WHAT IS REQUIRED: Put every line of the records below into a Markdown table with the columns "Row" and "Line," omitting blank lines. Leave the pictures out of the answer.

-------- GIVEN ENTRIES

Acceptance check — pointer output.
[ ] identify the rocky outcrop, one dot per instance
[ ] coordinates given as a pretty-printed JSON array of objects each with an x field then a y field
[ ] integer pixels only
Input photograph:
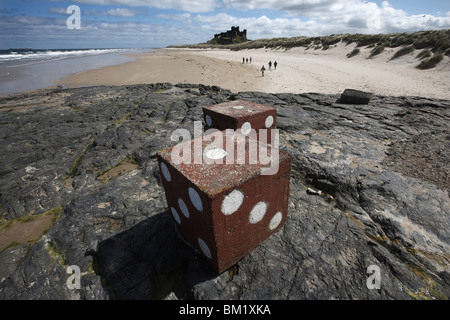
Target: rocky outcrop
[{"x": 380, "y": 168}]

----------------

SOLUTION TO THIS PROBLEM:
| Row | Line |
|---|---|
| 1 | Acceptance check — pointer output. |
| 2 | [ ] identify the rocky outcrop, one dot per instance |
| 3 | [ ] coordinates given as a pretty-printed JSON array of objects each with an x field then a y field |
| 4 | [ ] integer pixels only |
| 5 | Input photograph: |
| 6 | Target: rocky outcrop |
| 7 | [{"x": 380, "y": 168}] |